* Aim: Rewrite the items below as a numbered list with one line per entry, dropping any blank lines. Leave the pictures out of your answer.

* Extracted material:
==*==
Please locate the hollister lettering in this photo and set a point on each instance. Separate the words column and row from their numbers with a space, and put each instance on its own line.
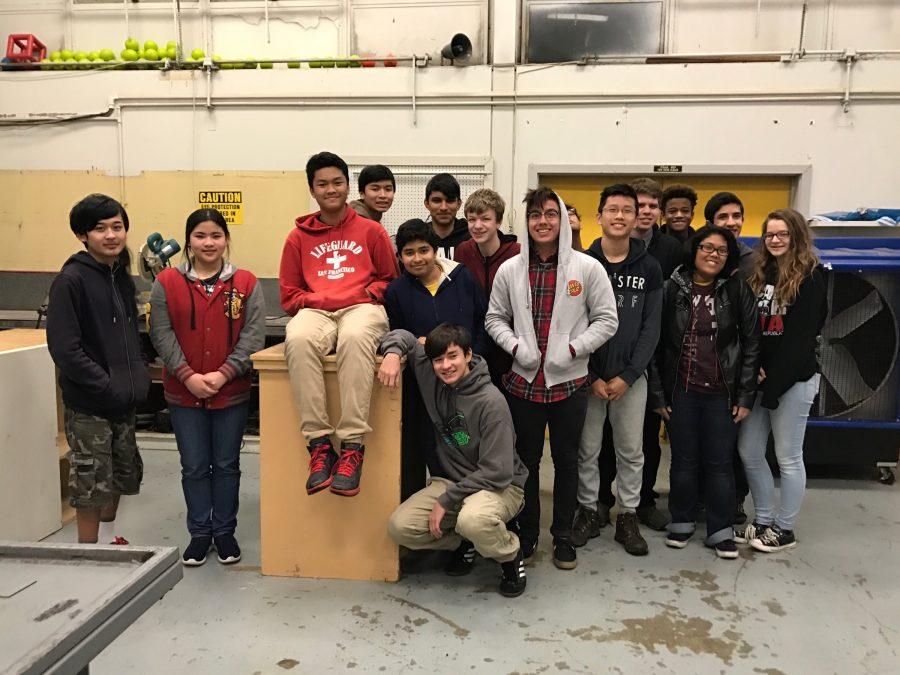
column 628, row 281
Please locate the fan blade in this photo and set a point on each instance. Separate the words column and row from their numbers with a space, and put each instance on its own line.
column 853, row 317
column 840, row 369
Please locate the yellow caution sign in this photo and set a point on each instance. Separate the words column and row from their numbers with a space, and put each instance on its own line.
column 229, row 204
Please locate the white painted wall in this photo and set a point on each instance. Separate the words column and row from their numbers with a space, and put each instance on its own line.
column 751, row 114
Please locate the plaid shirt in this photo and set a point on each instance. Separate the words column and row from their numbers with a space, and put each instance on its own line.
column 542, row 277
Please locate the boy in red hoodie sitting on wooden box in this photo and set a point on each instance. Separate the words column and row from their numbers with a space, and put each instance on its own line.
column 335, row 268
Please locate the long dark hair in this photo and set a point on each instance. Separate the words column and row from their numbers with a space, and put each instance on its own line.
column 201, row 216
column 690, row 250
column 801, row 257
column 85, row 215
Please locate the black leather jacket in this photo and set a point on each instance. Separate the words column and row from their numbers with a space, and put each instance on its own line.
column 738, row 339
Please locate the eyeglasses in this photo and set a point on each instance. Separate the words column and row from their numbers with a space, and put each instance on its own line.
column 784, row 234
column 615, row 210
column 549, row 214
column 709, row 249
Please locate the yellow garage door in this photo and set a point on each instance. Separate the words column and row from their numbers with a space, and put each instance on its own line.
column 760, row 194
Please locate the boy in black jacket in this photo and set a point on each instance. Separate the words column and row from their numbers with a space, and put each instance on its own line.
column 93, row 339
column 443, row 199
column 618, row 370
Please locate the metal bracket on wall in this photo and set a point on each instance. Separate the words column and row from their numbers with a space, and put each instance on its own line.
column 417, row 62
column 848, row 57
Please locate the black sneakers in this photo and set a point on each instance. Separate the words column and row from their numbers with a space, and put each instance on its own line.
column 462, row 560
column 564, row 556
column 603, row 514
column 628, row 534
column 195, row 554
column 678, row 539
column 653, row 518
column 773, row 539
column 228, row 550
column 322, row 459
column 586, row 526
column 349, row 470
column 528, row 546
column 726, row 549
column 512, row 576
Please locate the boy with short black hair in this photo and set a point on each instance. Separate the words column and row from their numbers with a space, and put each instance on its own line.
column 668, row 253
column 335, row 269
column 619, row 372
column 548, row 285
column 432, row 290
column 442, row 199
column 467, row 509
column 376, row 192
column 93, row 339
column 726, row 210
column 429, row 291
column 678, row 203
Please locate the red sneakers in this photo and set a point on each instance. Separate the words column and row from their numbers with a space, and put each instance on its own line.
column 349, row 470
column 322, row 460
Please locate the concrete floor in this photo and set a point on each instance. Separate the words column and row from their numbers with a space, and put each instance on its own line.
column 832, row 605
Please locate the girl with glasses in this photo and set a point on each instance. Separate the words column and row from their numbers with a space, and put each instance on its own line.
column 703, row 382
column 791, row 291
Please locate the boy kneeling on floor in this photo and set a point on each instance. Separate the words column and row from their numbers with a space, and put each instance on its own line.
column 467, row 511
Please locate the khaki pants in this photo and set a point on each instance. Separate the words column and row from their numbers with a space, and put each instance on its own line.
column 354, row 333
column 482, row 520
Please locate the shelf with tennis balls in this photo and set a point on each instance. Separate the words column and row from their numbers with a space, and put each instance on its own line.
column 151, row 56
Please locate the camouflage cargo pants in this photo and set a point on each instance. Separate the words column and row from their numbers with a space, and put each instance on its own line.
column 103, row 458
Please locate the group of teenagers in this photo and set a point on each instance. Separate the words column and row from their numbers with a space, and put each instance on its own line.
column 497, row 342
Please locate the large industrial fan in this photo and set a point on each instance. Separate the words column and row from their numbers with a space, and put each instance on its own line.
column 856, row 417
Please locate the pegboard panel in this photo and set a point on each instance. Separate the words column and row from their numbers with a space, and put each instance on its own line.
column 411, row 181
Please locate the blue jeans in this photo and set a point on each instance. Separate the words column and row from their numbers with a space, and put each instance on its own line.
column 702, row 432
column 788, row 426
column 209, row 442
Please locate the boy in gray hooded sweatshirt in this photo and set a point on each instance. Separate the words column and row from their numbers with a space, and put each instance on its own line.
column 483, row 489
column 550, row 308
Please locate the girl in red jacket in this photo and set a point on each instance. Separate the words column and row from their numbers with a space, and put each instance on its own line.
column 207, row 318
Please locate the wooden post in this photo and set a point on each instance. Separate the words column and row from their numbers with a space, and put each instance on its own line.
column 324, row 535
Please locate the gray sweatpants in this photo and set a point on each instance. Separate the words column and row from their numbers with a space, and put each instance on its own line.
column 626, row 416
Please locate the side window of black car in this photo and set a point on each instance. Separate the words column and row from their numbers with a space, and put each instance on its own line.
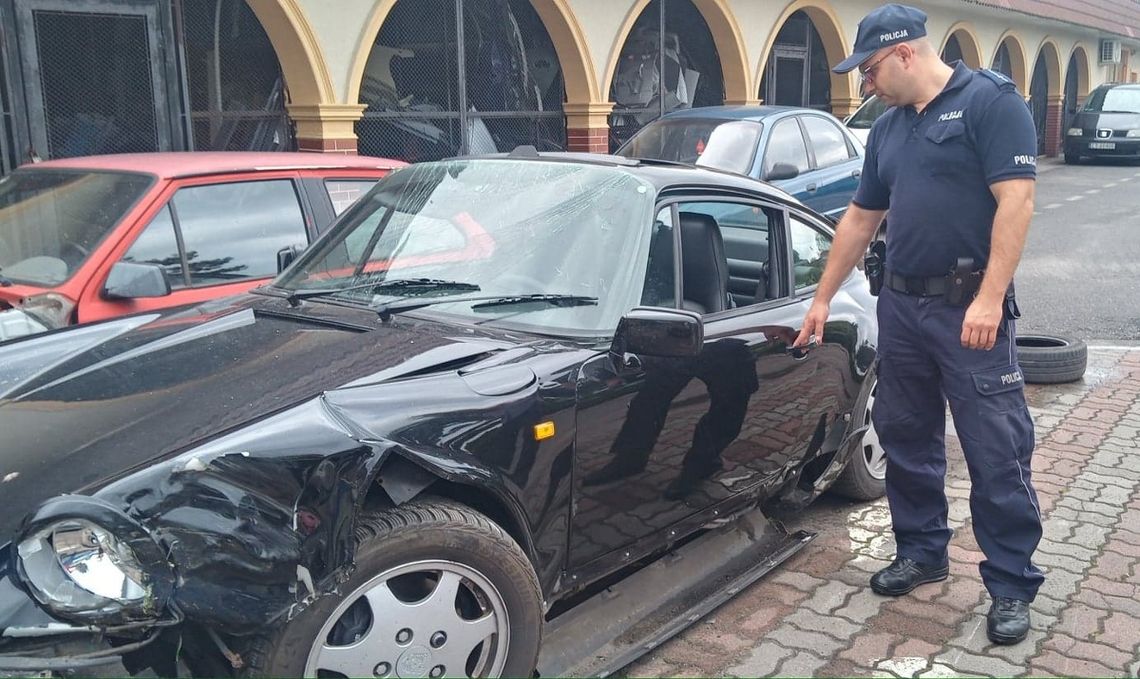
==*==
* Reply to the task:
1. Please locate the hollister lettering in this photo and set a point on each instance. Separate the words column and row from their numbers with a space, and put each instance on its own line.
2. column 628, row 281
3. Please locate the fan blade in this photo and set a point on each instance. Separate the words column and row from their numbers with a space, and put each instance on its own line.
4. column 853, row 317
5. column 840, row 369
6. Please locate the yellow caution sign in this photo and set a point on each instance. Separate the words column and row from their numbers with a space, and put each instance on its own line.
7. column 229, row 204
8. Please locate the white painted wall in this photo and set a point on each instance. Separate the words column and row from their numbers with a space, and put each instance on its own line.
9. column 751, row 114
10. Please locate the plaid shirt in this photo and set a point on each instance. Separate the words column and row from their numbers with a space, and put each instance on its own line.
11. column 542, row 277
12. Please locate the boy in red hoodie sitting on wooden box in this photo and set a point on each instance. Separate the words column and row from their numbers with a space, and put each instance on its own line.
13. column 335, row 268
14. Please locate the long dark hair in this photo and set a point on each instance. Separate the words column and row from their numbers with a space, and put each instance on its own line.
15. column 201, row 216
16. column 690, row 250
17. column 801, row 257
18. column 85, row 215
19. Please locate the black leather jacket in this photo and set a point on each instance. Separate the words column and row from their numbers with a space, and put each instance on its own line.
20. column 738, row 339
21. Please locate the eyeglasses in this photo and set a point on each instance. Separate the words column and row from their numbers with a space, and put each instance on its own line.
22. column 784, row 234
23. column 615, row 210
24. column 549, row 214
25. column 709, row 249
26. Please locate the yellow garage door in this photo and set a point on each instance. Separate the words column and row from their numbers with a space, and put each instance on its own line.
27. column 760, row 194
28. Please locate the boy in black jacket in this photo and set a point on each instance. Separate the words column and row from their numbers with a space, and put each instance on its own line.
29. column 93, row 339
30. column 443, row 199
31. column 618, row 370
32. Please locate the metal bracket on wall in this photo and set a point on each instance. Separate the words column and row from their numbers with a space, and put each instance on its own line.
33. column 417, row 62
34. column 848, row 57
35. Please locate the black sneakers in this photo and set a point on each instance. Separate the words column and row from their numbers with a space, and put each instance on its own line.
36. column 462, row 560
37. column 564, row 556
38. column 603, row 514
39. column 628, row 534
40. column 195, row 554
41. column 678, row 539
42. column 653, row 518
43. column 773, row 539
44. column 228, row 550
45. column 322, row 459
46. column 586, row 526
47. column 349, row 470
48. column 528, row 546
49. column 726, row 549
50. column 512, row 576
51. Please locate the boy with short black hair in this photo and set a point on each instance. Separate the words column and row from their numbers with a space, and put each instance on its own line.
52. column 668, row 253
53. column 335, row 269
54. column 619, row 372
55. column 548, row 285
56. column 432, row 290
57. column 442, row 199
58. column 467, row 509
59. column 376, row 192
60. column 93, row 339
61. column 726, row 210
62. column 429, row 291
63. column 678, row 203
64. Please locate the red sneakers in this photo and set a point on each instance. Separate the words column and row from their numbers with a space, and put each instance on its own line.
65. column 349, row 470
66. column 322, row 460
67. Please locate the concrete floor in this photo and set a point on each instance. Separate the words column and row from their numbers with a space, and put each instance on its own line.
68. column 832, row 605
69. Please locate the girl with glasses in this photo and set a point on each instance. Separate the words column and row from their numbers with a space, and put each instance on its own line.
70. column 703, row 382
71. column 791, row 291
72. Please locate the boy kneeling on floor in this photo and set a point on each instance. Separate the words column and row from their numbers with a space, and put each instance on its own line.
73. column 467, row 511
74. Please locate the khaki pants in this photo and set a point on each instance. Separate the words column and row from their numbers with a space, and put each instance on its own line.
75. column 354, row 333
76. column 482, row 520
77. Please locate the shelf with tennis balls in this photo and set a point on each instance. Separate the words column and row from their numbers with a space, and put each instance on its own line.
78. column 151, row 56
79. Please locate the camouflage cargo pants in this photo and set a point on each instance. Separate the words column and row from their numbers with a space, and put each instance on its own line.
80. column 103, row 458
81. Please locate the group of teenagers in this photo and set a point on each instance. Separate the words column and row from their numbers with a space, and put each instance on its own line.
82. column 497, row 342
83. Please locate the large industrial fan in this photo and set a point on each instance. Separate the words column and row from their numbers with a space, and put each instance on its own line.
84. column 856, row 417
85. Please locate the pegboard panel in this photo and set a point on each instance. Separate the words column and row from their numbers with a space, and put each instance on its own line.
86. column 411, row 181
87. Please locate the blue jeans in this photo and set a point on each instance. Separate the words column and row from their numbers with a space, and put each instance on its own line.
88. column 702, row 432
89. column 788, row 426
90. column 209, row 442
91. Please locate the boy in gray hooded sweatshirt in this photo and set a point on each instance. Separate the words column and row from their numbers with a space, and put each instance on its own line.
92. column 483, row 489
93. column 550, row 308
94. Please locate the girl in red jacket in this photo and set a point on each instance. Separate the words column and row from their numbers with a space, and put each instance on its own line.
95. column 207, row 318
96. Please locate the wooden post in this photo and set a point on each instance. Separate the words column and row from their numbers with a space, and put each instance on its own line.
97. column 324, row 535
98. Please locate the gray sweatpants in this photo and set a point on each instance. Separate the words column and row from their numbers with a space, and put each instance on its own line.
99. column 626, row 416
100. Please locate the side window of black car in this photo and set a point on each instance. Separate the words column and row from their numbers with a space, and put each instance on its own line.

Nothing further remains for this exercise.